Pointing and labeling entries
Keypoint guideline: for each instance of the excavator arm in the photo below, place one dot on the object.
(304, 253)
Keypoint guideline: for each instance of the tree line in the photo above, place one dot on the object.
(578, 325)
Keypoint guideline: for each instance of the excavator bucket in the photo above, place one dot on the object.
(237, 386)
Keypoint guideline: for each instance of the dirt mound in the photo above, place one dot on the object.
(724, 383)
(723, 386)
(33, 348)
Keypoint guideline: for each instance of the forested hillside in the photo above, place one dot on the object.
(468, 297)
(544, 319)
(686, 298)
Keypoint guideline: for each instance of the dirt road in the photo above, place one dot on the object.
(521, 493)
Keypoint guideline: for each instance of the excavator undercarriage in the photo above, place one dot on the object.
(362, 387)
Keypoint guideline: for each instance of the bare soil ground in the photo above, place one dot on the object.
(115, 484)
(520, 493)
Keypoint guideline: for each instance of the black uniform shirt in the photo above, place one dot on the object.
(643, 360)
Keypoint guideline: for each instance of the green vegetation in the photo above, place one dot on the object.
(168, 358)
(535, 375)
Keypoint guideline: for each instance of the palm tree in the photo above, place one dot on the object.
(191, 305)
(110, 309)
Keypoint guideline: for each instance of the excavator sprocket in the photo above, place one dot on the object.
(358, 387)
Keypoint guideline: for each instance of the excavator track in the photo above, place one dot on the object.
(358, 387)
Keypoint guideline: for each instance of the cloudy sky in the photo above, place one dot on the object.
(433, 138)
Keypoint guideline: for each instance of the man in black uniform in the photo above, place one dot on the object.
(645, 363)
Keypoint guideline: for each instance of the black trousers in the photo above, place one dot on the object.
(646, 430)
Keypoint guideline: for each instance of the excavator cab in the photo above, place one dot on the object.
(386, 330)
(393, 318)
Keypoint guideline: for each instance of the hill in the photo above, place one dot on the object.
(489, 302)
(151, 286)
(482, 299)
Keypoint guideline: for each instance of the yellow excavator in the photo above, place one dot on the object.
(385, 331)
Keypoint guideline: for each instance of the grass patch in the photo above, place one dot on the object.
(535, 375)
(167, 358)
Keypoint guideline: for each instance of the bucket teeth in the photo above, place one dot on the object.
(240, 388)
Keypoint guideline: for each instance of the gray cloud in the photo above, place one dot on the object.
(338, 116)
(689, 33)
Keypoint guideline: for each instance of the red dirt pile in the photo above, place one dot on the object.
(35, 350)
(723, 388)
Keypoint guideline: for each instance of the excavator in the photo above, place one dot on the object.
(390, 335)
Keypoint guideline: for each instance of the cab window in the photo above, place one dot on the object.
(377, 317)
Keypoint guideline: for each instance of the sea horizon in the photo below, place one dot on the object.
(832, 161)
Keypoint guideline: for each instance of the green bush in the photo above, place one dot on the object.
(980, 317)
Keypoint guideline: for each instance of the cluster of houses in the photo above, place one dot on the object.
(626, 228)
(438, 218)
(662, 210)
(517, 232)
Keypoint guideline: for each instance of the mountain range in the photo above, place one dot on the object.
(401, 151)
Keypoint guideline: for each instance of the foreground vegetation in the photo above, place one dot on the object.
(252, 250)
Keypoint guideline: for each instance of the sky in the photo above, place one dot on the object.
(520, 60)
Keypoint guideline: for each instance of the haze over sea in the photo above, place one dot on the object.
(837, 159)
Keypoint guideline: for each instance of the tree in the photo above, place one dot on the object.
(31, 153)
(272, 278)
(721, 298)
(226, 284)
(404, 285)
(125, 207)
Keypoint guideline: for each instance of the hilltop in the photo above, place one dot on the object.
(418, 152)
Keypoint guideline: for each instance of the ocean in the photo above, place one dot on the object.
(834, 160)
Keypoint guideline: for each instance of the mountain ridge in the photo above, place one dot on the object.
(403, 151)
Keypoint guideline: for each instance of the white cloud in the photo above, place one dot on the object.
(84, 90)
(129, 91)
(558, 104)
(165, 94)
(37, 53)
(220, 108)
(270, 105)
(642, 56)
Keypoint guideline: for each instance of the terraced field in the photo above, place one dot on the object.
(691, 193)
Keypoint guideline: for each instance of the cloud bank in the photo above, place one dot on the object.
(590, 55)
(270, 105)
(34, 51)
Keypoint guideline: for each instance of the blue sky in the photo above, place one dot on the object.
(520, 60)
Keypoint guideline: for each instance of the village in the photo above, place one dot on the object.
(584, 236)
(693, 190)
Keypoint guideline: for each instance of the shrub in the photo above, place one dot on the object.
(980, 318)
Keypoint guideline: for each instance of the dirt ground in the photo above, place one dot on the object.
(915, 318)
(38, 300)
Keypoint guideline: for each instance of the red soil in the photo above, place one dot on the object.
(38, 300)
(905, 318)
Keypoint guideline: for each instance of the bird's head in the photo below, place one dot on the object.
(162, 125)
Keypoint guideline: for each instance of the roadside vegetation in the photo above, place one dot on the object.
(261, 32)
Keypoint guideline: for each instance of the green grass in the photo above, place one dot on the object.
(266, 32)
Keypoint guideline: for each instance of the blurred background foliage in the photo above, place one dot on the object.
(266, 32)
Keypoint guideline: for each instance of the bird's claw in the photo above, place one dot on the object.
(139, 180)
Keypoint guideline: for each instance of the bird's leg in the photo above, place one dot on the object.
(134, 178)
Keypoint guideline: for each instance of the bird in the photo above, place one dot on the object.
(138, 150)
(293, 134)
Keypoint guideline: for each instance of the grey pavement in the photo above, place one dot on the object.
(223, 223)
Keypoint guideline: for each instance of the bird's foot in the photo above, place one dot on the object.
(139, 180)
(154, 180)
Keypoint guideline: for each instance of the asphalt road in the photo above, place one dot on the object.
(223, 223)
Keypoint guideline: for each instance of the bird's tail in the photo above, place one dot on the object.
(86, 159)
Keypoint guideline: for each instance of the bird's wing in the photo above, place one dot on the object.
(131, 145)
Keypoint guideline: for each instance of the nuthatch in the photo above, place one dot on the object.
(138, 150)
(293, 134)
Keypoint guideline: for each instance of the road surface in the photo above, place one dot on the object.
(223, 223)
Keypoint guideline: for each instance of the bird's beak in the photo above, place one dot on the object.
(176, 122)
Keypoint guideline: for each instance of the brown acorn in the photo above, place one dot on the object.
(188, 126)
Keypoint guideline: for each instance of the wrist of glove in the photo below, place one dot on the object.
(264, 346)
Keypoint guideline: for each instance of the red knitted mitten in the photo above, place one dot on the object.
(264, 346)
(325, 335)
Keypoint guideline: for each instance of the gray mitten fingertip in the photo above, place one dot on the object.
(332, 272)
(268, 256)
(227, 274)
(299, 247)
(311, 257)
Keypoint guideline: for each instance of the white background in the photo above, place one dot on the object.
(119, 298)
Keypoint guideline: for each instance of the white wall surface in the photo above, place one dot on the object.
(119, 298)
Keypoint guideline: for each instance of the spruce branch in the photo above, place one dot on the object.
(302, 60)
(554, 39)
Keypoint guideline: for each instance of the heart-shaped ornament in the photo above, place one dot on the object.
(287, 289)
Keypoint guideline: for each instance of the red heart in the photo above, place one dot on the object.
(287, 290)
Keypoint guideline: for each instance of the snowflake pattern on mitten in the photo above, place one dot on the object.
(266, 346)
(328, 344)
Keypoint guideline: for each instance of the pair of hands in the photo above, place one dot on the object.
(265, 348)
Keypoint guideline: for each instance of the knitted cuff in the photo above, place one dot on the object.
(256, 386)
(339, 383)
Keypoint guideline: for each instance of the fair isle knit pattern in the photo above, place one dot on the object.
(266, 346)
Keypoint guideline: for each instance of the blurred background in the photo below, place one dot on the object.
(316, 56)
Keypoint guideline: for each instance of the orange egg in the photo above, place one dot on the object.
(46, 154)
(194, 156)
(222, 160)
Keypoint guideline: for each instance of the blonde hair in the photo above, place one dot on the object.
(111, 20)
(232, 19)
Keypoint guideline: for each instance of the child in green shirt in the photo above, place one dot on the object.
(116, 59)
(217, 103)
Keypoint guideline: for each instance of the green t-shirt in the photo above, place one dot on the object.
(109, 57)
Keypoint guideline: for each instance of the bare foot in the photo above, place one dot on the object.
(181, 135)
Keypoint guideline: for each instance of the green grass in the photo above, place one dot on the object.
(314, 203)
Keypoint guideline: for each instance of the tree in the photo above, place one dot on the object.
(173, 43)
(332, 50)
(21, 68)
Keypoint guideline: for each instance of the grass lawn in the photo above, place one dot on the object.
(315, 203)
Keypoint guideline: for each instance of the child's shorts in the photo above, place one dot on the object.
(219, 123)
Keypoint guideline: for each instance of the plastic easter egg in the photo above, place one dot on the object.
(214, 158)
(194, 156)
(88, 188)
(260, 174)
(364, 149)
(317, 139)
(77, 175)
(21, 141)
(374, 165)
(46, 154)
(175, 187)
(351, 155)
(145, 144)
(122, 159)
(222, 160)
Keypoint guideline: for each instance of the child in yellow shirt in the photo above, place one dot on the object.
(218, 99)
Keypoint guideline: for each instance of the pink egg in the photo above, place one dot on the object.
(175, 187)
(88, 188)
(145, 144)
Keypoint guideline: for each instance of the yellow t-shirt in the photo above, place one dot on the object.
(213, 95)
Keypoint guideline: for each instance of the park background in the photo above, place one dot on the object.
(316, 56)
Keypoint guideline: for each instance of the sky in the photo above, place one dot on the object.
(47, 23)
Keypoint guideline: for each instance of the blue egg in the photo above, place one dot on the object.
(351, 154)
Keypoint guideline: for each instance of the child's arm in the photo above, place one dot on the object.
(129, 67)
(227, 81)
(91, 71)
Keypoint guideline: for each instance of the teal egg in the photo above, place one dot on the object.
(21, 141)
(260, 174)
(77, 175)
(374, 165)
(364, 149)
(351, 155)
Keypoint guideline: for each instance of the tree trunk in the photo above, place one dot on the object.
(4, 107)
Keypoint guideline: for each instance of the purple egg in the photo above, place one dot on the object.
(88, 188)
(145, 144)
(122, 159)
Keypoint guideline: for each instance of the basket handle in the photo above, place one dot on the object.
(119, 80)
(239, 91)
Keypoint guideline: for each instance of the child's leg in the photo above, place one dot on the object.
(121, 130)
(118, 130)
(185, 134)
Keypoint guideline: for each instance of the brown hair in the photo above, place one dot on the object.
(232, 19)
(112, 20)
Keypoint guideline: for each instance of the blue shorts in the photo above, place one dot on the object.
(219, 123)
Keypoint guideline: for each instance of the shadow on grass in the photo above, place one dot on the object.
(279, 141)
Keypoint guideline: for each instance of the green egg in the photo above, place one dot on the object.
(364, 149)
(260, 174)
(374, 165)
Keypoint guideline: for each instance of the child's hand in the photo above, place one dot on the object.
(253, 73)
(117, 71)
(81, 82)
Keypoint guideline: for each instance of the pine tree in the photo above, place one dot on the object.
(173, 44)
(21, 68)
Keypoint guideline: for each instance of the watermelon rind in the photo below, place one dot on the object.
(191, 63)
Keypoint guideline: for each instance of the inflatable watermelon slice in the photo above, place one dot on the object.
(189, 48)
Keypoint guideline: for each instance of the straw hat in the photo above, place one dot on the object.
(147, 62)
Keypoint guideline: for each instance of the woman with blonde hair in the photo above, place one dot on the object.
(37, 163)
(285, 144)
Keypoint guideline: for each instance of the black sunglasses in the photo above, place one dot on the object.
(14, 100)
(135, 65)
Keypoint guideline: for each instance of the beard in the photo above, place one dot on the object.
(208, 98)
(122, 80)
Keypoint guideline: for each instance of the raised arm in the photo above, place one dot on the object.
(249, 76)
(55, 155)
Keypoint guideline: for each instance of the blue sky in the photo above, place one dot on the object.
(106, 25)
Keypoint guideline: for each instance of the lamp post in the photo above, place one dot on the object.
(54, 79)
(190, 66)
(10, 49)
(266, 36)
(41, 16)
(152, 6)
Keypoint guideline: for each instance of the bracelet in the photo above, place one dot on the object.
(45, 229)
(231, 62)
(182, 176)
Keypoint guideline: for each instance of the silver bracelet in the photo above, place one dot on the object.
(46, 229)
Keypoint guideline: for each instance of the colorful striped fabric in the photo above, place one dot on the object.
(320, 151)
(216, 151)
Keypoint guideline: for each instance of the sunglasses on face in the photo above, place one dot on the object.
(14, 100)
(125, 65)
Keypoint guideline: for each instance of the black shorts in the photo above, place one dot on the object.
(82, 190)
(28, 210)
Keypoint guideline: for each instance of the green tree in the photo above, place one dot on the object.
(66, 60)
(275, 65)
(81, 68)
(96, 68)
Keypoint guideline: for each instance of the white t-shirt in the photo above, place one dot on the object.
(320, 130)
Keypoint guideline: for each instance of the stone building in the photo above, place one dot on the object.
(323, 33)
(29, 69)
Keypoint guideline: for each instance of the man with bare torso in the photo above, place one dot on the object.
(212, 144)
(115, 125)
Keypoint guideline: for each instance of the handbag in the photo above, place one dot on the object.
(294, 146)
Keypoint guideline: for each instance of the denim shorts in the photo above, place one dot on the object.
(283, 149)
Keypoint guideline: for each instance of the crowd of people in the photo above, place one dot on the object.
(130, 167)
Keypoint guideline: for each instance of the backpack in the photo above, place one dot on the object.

* [Written problem] Every line from the one containing "Keypoint guideline: for each instance of the black shorts" through the end of the data must be repeated exactly, and no other line.

* [Result for this task]
Keypoint guideline: for each instance of the black shorts in the photo above, place one dot on the object.
(82, 190)
(28, 210)
Keypoint guideline: for each instance of the green tree in the photo above, place one dot on the object.
(66, 60)
(275, 65)
(81, 68)
(96, 68)
Keypoint guideline: for each instance of the white t-shirt in the photo above, place one dot on the object.
(320, 130)
Keypoint guideline: for each instance of the stone building in the photo above, place one dot on the object.
(323, 33)
(29, 69)
Keypoint guideline: for each instance of the man with bare torso in the photo above, place one dot on the object.
(212, 144)
(115, 125)
Keypoint guideline: for each instance of the handbag in the photo above, place one dot on the object.
(294, 146)
Keypoint guideline: for each instance of the denim shorts in the photo above, place one dot on the object.
(283, 149)
Keypoint guideline: for each instance of the crowd of people in the photo above, place one dot on the object.
(130, 167)
Keypoint guideline: for each instance of the backpack in the photo above, place one dot on the object.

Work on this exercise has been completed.